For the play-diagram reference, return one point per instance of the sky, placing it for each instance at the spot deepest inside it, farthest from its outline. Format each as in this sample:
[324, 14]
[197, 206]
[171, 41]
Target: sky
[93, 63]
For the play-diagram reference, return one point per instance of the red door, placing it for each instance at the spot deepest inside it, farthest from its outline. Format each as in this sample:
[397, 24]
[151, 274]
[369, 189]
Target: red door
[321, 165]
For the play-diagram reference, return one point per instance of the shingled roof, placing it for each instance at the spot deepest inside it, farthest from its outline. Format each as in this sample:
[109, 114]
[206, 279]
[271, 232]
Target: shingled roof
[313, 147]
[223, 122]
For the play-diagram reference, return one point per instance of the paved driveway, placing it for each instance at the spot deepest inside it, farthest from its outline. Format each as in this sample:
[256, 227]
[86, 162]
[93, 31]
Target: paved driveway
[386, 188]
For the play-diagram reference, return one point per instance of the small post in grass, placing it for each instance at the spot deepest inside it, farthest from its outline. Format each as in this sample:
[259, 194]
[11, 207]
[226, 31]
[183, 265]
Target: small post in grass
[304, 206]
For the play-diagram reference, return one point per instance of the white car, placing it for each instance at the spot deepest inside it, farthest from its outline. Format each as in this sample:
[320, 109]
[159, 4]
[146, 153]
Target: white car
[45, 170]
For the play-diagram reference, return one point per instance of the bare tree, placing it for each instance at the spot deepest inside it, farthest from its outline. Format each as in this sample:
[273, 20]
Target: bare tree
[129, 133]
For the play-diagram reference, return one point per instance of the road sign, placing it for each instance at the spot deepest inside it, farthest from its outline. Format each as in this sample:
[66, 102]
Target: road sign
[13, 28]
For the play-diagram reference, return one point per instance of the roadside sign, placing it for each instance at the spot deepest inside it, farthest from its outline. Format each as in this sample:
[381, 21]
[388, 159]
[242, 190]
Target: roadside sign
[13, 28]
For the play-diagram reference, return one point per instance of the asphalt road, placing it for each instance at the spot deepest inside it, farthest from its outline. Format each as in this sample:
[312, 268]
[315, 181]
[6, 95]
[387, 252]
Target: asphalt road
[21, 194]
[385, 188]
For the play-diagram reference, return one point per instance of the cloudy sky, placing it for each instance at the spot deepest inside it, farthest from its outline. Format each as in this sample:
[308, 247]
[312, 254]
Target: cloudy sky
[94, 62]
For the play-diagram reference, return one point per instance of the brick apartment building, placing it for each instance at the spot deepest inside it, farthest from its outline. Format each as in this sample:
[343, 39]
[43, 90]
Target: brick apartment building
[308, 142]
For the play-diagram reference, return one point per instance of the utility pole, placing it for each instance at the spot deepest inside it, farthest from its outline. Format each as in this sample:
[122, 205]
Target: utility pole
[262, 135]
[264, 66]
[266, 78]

□ □ □

Copy each record from above exactly, and include every line.

For the play-diagram reference, return one point per instance of the sky, placing it for each instance at the spot deepest inside it, farthest from its outline. Format each as in this sample:
[324, 14]
[197, 206]
[171, 41]
Target: sky
[93, 63]
For the play-diagram reference, return one point per instance of the red door, placing it for each instance at the spot deepest inside it, farthest from its outline. Format each as in this sample:
[397, 24]
[151, 274]
[369, 189]
Target: red door
[321, 165]
For the play-diagram reference, return one point per instance of the shingled roof, placing it for each instance at the spot deepest inside it, farthest from its outline. Format each as in this sample:
[109, 114]
[206, 279]
[271, 232]
Target: shingled roof
[313, 147]
[223, 122]
For the play-diagram reference, return one point per instance of the paved driveway, placing it for each instance at the spot deepest inside it, farthest from its outline. Format each as in this sample:
[256, 227]
[86, 162]
[93, 31]
Target: paved driveway
[386, 188]
For the play-diagram reference, return one point per instance of the small post in grass, placing it for each instance at the spot deepest inside it, farthest from its outline. Format each as in this sample:
[259, 194]
[11, 207]
[226, 31]
[183, 265]
Target: small post in grass
[304, 206]
For the play-diagram reference, return one point per instance of the white car, placing it for each instance at the spot deepest inside it, farthest from its outline. Format each as in this sample:
[320, 109]
[159, 4]
[146, 153]
Target: white car
[45, 170]
For the play-diagram reference, return one point per instance of the bare tree, placing it for each instance at the spot deepest inside it, farthest from its outline. Format each as in this sample:
[273, 20]
Target: bare tree
[129, 133]
For the play-diagram reference, return one point per instance of the road sign, placing it for each instance at the spot deepest inside it, farthest from its outline. Format each as in this sample:
[66, 102]
Target: road sign
[13, 28]
For the play-diagram reference, return one point per instance of the roadside sign, placing it for each instance at the spot deepest inside it, farthest from its outline. Format each as in this sample:
[381, 21]
[388, 159]
[242, 190]
Target: roadside sign
[13, 28]
For the play-diagram reference, return one point per instance of the asphalt road, placing it for each instance at the spot deepest inside it, farthest from its outline. Format each as in this sample:
[312, 268]
[315, 181]
[6, 95]
[387, 252]
Target: asphalt road
[21, 194]
[385, 188]
For the play-diagram reference, return one point per instance of the cloudy sky, placing it for each instance at the spot deepest inside it, farthest from its outline. Format each as in this sample:
[308, 247]
[312, 254]
Target: cloudy sky
[94, 62]
For the play-diagram reference, return one point per instance of the brick apartment building, placing it for each instance at the spot deepest inside it, farthest from its outline. Format each as in this sample:
[343, 39]
[43, 90]
Target: brick apartment building
[308, 142]
For the play-diagram reference, return one point per instance of the utility pole, placing it for each instance at the spot deepest inside it, farthest from its outline. Format each as in this sample:
[122, 205]
Target: utility pole
[262, 135]
[264, 66]
[266, 78]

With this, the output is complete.